Data listing:
^^^^^^^^^^^^^^^^
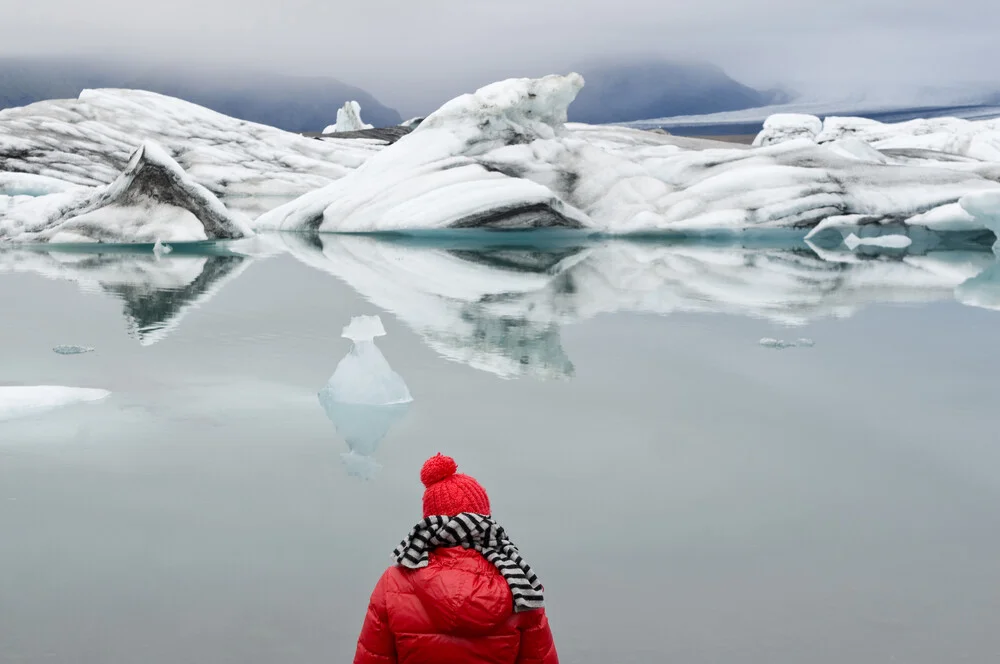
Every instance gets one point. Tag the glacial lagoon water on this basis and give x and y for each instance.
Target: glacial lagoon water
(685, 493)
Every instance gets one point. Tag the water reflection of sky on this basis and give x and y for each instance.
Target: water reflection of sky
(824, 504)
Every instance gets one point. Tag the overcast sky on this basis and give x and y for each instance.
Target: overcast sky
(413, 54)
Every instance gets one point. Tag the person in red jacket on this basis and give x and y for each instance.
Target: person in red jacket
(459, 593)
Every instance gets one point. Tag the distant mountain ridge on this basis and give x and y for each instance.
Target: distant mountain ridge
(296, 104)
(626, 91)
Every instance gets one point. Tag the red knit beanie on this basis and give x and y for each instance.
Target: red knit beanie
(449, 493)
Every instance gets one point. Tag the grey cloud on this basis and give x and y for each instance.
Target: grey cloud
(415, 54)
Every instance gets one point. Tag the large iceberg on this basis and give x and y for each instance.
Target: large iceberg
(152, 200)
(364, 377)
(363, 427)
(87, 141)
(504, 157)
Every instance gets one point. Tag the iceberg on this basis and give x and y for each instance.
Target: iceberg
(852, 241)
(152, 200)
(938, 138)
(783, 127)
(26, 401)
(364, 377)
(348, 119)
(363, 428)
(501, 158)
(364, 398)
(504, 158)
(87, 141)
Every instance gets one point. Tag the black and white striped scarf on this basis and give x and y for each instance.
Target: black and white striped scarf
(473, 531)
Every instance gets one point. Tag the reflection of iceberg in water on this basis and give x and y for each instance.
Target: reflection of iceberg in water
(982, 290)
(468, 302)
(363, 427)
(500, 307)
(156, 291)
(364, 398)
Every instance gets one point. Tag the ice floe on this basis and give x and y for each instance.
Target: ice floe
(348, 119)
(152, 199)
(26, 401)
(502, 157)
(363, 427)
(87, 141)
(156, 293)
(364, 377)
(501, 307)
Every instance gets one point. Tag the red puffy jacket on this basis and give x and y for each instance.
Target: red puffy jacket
^^^^^^^^^^^^^^^^
Exercise details:
Which lines above hold the string "puffy"? Show each of them.

Response to the exercise:
Every instance gets one point. Tag the red puffy jacket on this basis and give x and y for each instance.
Target: red puffy jacket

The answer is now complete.